> Text block
THINK

NIGERIANS DON’T HAVE DEPRESSION!

Light comes on
Susan screams.
Cobwebs everywhere
Picks broom
Cleans everywhere.
With dust covered face,
she turns and gives the most
Heartfelt apology ever

Women and Men of Reflections, I should write an apology letter for abandoning this beautiful thing we have going on here, but God knows I probably won’t finish it in time because the thing long die, so please have mercy on me and pardon my weird disappearance.

What happened you might ask? The only answer to that question is this: school happened, I know am supposed to write about what I’ve been up to but boring cannot describe it sef.

Hope everyone forgives me.
*bats eyelashes, drops makeshift microphone,picks the most powerful weapon ever; The pen and starts writing furiously*

Fellow reflectionist *sounds beautiful* make una help me talk this matter, cause I don tire to dey hear all this things wey people dey load me with.

I have 99 problems and depression is part of it. Are you upset cause I talk about it? Deal with it.

> Supplied entries
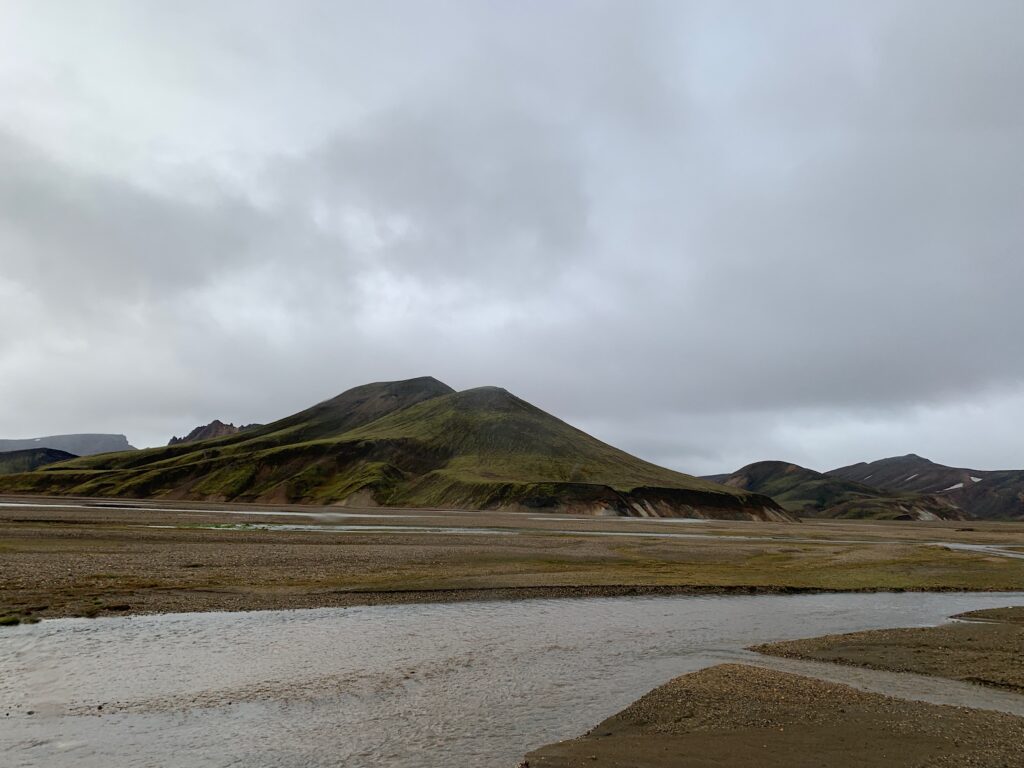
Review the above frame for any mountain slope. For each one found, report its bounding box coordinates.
[0,449,78,475]
[167,419,262,445]
[725,461,966,520]
[0,434,135,456]
[0,378,788,519]
[826,454,1024,519]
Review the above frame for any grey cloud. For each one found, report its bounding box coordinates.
[0,0,1024,479]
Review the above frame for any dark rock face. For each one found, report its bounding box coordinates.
[0,434,135,456]
[0,449,78,475]
[167,419,261,445]
[708,461,970,520]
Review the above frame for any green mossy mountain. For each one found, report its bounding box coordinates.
[715,461,969,520]
[0,378,792,520]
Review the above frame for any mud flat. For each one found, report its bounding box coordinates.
[752,607,1024,696]
[6,497,1024,626]
[521,665,1024,768]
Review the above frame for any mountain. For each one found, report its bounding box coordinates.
[0,434,135,456]
[0,378,792,520]
[0,449,78,475]
[826,454,1024,519]
[723,461,967,520]
[167,419,263,445]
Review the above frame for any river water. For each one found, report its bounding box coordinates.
[0,593,1024,768]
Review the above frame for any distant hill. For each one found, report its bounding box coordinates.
[167,419,263,445]
[0,449,78,475]
[0,378,792,520]
[826,454,1024,519]
[716,461,967,520]
[0,434,135,456]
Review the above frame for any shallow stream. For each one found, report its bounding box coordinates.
[0,593,1024,768]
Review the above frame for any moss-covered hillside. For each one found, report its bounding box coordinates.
[0,378,788,519]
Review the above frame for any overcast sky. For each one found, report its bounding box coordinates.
[0,0,1024,473]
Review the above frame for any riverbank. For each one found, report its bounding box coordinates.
[522,665,1024,768]
[752,607,1024,693]
[6,498,1024,624]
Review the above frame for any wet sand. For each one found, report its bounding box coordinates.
[752,607,1024,696]
[522,665,1024,768]
[0,497,1024,624]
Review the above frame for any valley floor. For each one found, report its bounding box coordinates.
[522,607,1024,768]
[6,497,1024,624]
[521,665,1024,768]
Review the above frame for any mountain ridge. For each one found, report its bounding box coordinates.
[704,461,969,520]
[0,377,792,520]
[825,454,1024,519]
[0,432,135,456]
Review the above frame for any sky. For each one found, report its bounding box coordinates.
[0,0,1024,474]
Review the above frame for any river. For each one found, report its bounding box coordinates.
[0,593,1024,768]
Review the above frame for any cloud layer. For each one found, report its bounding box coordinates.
[0,0,1024,472]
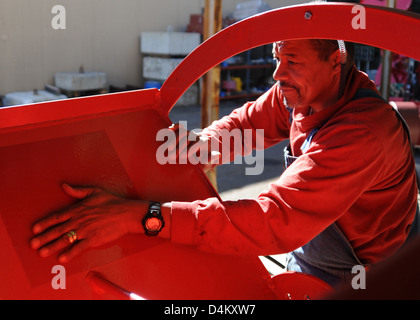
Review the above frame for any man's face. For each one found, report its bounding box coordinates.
[273,40,340,111]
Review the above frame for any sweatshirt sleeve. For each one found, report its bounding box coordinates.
[171,119,384,255]
[202,85,290,163]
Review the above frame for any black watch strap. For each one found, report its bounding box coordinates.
[142,201,165,236]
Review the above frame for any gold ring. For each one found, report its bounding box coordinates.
[64,231,77,244]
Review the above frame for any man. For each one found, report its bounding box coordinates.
[31,40,417,285]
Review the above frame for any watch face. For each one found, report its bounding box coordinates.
[146,217,162,232]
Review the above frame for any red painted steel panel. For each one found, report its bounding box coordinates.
[0,90,274,299]
[161,3,420,112]
[0,4,420,299]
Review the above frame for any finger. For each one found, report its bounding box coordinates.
[62,183,97,199]
[31,223,74,249]
[58,239,91,263]
[38,233,78,258]
[210,151,222,164]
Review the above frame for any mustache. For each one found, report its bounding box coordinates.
[277,81,299,92]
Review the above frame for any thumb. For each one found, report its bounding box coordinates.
[62,183,96,199]
[210,151,222,164]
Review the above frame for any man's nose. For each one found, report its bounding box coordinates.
[273,61,287,81]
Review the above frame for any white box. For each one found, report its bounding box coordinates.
[143,57,182,81]
[54,72,106,91]
[140,32,201,56]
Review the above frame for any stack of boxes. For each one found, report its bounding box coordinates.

> Actions to take
1. From the blog post, quote the stretch from "What happened you" through "Deal with it.".
2. According to the blog post, what caused the writer's disappearance?
3. Continue the blog post about depression in Nigeria from where it stops.

> Outputs in order
1.
What happened you might ask? The only answer to that question is this: school happened, I know am supposed to write about what I’ve been up to but boring cannot describe it sef.

Hope everyone forgives me.
*bats eyelashes, drops makeshift microphone,picks the most powerful weapon ever; The pen and starts writing furiously*

Fellow reflectionist *sounds beautiful* make una help me talk this matter, cause I don tire to dey hear all this things wey people dey load me with.

I have 99 problems and depression is part of it. Are you upset cause I talk about it? Deal with it.

2. School happened.

3.
So a guy friend walks up to me and says “Nne I’ve been watching you for days now and you don’t look happy, remember a problem shared is a problem solved”
I look into his soulful eyes, thanking God for sending me someone to talk to and I answer
“I am depressed” and he goes “Nigerians don’t have depression”

***awkward silence*** More depressed susan*** she packs her bags and storms off to God knows where***

Now that scene happened for real, anyone who knows me will know that I try to be open-minded about this depression issue as much as I can, shey make I begin give definition of this depression thing? I beg to differ after all wetin google dey exist for?

But am going to say something about about this thing once and for all.
1. You are weak in the faith that’s why the devil attacks you with depression: Religion has nothing to do with depression, even david in the bible was a classic case of a depressive, advice the person to get Help if you can’t say something else.

2. Get over it: (˘̯˘ ) you think I like being this way?

3.You only have negative thoughts that’s why you are depressed: Positive thinking might alleviate depression but its not the cure.

4. You are weak that’s why you have depression, errrm its the opposite am a mutant soldier who carry’s on living despite having depression.

5. You think too much: like really?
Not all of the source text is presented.